== Kutipan

Arti Bubur Suro, Sejarah, dan Filosofinya

Rabu, 19 Juli 2023 | 09:12 WIB   Penulis: Virdita Ratriani
Arti Bubur Suro, Sejarah, dan Filosofinya


AGAMA DAN KEPERCAYAAN - Bubur suro adalah makanan yang sering dihidangkan di bulan Muharam. Bubur suro biasanya dihidangkan menjelang malam 1 Muharam namun ada pula yang menghidangkannya pada tanggal 10 Muharam. 

Arti bubur suro diambil dari kata "Asyura" dalam bahasa Arab berarti "sepuluh", yakni tanggal 10 bulan Muharam.  Bubur Suro kini masih bisa dijumpai di beberapa wilayah Jawa Timur, salah satunya Madura, dan sebagian wilayah Jawa Tengah seperti Yogyakarta, Solo, hingga Semarang.

Nah, komposisi dan cara membuat bubur suro ini pun berbeda tergantung tradisi yang ada di wilayahnya. Misalnya, komposisi bubur suro yang ada di Sumenep, Jawa Timur berbeda dengan di Jawa Barat. 

Lantas, seperti apa sejarah dan filosofi bubur suro? 

Baca Juga: 7 Makanan yang Cocok Dikonsumsi Lansia Ompong, Empuk Tapi Tetap Bergizi

Sejarah dan filosofi bubur suro 

Sejarah bubur suro ini awalnya dihadirkan untuk memperingati hari pertama dalam kalender Jawa di bulan Sura atau Suro yang bertepatan dengan 1 Muharam dan sudah ada sejak masa pemerintahan Sultan Agung di Mataram.

====
== Catatan yang Diberikan

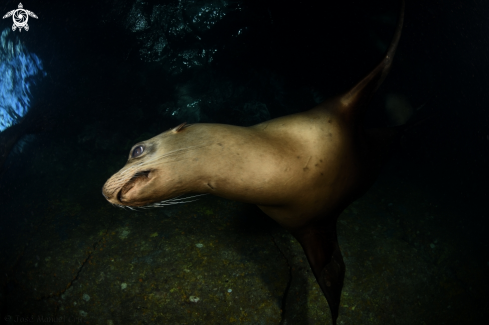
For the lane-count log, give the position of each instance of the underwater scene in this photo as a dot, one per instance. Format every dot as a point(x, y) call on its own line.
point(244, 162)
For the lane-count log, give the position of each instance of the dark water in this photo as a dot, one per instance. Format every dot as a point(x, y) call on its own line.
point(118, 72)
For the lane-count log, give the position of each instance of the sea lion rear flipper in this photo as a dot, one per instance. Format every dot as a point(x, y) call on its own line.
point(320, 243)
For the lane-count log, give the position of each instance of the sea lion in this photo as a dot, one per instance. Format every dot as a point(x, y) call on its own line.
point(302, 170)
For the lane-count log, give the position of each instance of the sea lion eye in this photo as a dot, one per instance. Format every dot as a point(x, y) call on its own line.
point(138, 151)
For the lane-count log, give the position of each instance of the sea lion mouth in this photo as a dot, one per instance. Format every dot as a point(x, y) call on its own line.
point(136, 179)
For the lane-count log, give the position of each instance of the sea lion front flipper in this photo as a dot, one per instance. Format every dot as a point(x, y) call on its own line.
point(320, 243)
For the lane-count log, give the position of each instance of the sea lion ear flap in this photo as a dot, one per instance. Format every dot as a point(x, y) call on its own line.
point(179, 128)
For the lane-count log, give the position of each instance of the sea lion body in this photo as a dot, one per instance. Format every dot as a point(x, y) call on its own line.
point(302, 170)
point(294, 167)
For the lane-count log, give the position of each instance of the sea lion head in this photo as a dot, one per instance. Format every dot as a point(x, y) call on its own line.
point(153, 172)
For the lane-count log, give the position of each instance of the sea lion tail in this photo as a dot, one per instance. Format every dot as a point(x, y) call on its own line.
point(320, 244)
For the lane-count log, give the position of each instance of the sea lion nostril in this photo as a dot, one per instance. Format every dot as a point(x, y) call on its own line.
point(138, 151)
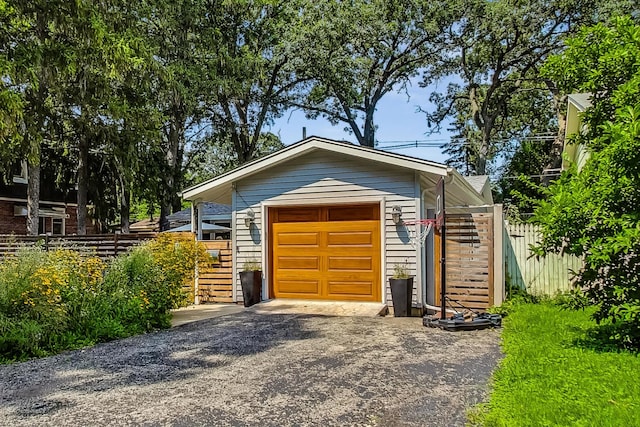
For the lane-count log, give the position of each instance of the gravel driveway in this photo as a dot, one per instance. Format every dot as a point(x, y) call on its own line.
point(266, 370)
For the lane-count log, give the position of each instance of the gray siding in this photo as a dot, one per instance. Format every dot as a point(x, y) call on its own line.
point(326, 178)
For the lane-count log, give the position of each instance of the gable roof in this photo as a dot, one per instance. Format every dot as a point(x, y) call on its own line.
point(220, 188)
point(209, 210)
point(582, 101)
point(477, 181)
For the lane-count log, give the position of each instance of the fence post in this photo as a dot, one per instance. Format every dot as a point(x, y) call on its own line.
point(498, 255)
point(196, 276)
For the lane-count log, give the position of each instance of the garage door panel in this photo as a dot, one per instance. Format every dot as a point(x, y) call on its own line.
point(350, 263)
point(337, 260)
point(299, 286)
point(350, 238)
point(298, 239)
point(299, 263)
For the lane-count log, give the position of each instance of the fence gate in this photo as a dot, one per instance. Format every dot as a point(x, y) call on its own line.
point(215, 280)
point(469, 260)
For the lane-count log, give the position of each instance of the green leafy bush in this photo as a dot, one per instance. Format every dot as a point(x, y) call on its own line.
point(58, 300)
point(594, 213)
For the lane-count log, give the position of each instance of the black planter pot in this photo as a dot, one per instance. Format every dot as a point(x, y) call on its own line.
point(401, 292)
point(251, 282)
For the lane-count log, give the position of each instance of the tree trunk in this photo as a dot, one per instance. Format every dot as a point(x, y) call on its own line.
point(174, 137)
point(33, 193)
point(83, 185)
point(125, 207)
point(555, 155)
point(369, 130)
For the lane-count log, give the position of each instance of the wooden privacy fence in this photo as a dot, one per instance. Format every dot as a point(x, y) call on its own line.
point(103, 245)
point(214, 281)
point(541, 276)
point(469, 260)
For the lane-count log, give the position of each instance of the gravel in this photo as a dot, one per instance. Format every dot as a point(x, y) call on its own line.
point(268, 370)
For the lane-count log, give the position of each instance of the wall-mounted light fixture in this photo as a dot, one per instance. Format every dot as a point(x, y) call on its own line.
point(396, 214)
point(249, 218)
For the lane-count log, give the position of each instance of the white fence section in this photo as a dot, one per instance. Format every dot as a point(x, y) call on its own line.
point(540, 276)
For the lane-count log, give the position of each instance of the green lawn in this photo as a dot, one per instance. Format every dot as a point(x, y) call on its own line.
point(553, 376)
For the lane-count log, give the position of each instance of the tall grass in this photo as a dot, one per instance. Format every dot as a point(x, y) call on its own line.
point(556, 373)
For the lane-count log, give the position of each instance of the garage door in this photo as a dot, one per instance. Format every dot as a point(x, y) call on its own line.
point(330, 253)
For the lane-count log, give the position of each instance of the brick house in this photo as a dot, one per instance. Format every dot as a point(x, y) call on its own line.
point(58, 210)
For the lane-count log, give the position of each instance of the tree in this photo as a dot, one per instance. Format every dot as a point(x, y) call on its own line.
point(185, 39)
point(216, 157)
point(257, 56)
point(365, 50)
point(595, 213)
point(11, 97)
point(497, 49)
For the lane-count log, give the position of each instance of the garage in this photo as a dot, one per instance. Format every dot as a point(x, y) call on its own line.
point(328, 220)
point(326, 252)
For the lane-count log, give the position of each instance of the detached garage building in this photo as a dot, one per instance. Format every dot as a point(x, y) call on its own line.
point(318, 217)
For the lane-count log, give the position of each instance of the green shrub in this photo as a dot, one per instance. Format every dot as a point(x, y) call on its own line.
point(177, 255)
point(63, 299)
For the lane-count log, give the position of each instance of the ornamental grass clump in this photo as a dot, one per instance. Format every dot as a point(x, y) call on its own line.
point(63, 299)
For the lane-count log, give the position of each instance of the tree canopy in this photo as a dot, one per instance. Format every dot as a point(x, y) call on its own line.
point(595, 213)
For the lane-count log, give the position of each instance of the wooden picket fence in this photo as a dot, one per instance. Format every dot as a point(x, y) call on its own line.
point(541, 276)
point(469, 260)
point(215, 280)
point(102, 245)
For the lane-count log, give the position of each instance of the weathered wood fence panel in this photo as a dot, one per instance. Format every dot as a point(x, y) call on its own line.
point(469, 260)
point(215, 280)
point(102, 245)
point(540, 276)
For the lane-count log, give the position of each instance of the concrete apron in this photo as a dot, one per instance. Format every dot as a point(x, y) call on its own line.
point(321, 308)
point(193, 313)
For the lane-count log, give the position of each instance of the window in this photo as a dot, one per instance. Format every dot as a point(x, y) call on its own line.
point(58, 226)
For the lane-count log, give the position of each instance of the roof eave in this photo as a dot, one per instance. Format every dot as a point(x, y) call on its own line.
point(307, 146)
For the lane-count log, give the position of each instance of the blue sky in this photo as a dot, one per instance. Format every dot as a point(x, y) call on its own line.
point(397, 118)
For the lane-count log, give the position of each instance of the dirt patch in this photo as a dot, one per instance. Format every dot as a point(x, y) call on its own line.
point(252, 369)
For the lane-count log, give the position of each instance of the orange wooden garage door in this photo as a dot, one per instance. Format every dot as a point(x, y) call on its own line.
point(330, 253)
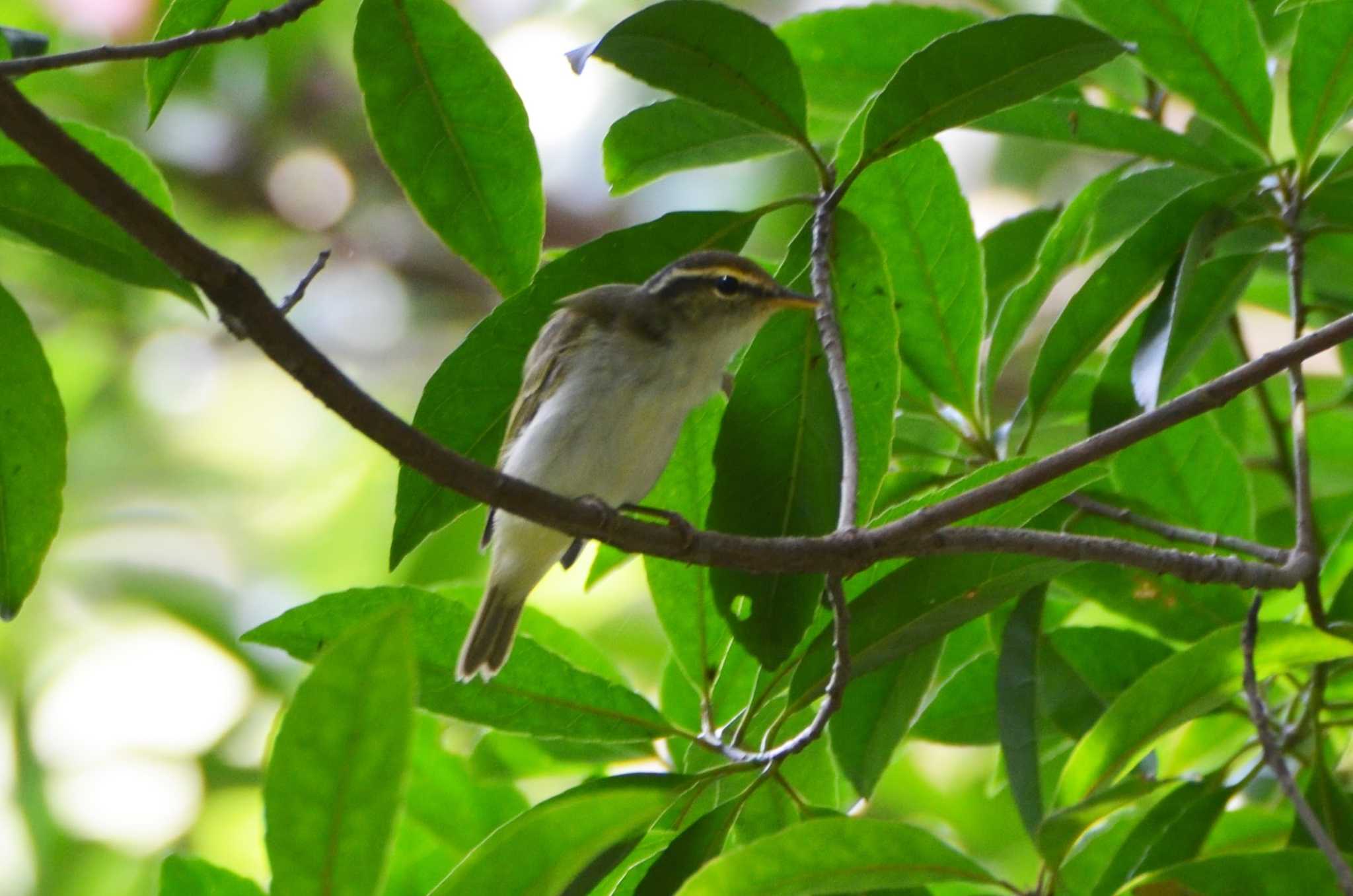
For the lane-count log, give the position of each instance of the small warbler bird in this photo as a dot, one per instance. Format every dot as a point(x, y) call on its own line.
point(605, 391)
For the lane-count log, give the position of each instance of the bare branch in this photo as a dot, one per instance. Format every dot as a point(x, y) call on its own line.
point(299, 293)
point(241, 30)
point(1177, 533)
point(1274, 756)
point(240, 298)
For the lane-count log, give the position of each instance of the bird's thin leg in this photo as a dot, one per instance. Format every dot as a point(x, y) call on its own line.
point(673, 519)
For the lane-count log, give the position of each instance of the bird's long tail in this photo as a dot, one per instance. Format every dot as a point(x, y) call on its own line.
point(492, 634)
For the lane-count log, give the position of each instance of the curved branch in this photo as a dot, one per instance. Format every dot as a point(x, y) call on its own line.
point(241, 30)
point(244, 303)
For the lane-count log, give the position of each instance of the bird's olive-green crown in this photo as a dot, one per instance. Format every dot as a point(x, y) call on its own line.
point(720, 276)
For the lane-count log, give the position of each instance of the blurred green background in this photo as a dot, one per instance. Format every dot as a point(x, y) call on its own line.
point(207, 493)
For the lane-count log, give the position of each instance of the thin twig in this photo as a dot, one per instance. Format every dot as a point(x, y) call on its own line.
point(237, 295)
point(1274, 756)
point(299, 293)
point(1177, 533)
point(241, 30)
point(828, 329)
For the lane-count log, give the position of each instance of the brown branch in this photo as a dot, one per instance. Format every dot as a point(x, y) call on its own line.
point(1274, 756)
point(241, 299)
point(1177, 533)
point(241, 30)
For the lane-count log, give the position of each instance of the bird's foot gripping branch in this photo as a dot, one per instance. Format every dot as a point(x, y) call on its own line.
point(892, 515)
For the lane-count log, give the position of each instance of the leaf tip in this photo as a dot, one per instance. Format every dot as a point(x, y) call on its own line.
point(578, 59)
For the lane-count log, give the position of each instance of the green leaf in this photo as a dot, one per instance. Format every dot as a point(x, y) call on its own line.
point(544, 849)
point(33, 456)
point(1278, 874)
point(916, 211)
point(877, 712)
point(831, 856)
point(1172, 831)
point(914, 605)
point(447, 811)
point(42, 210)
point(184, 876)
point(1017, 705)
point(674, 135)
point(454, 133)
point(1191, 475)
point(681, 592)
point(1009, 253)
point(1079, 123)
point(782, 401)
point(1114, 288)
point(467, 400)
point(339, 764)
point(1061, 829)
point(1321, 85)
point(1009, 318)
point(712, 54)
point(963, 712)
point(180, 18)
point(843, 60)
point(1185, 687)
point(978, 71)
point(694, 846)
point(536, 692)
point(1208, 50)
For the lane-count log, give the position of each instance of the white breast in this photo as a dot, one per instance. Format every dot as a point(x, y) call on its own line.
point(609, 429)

====

Daftar Tugas
1: Sebutkan semua wilayah yang dalam kutipan dicontohkan sebagai tempat bubur suro masih bisa dijumpai.
2: Tolong tuliskan ulang secara persis bagian catatan yang dibuka dengan baris berisi "the bird's olive-green" dan ditutup dengan baris berisi "point(720, 276)", termasuk kedua baris tersebut.

Hasil Tugas
1: Madura, Yogyakarta, Solo, Semarang

2:
For the lane-count log, give the position of each instance of the bird's olive-green crown in this photo as a dot, one per instance. Format every dot as a point(x, y) call on its own line.
point(720, 276)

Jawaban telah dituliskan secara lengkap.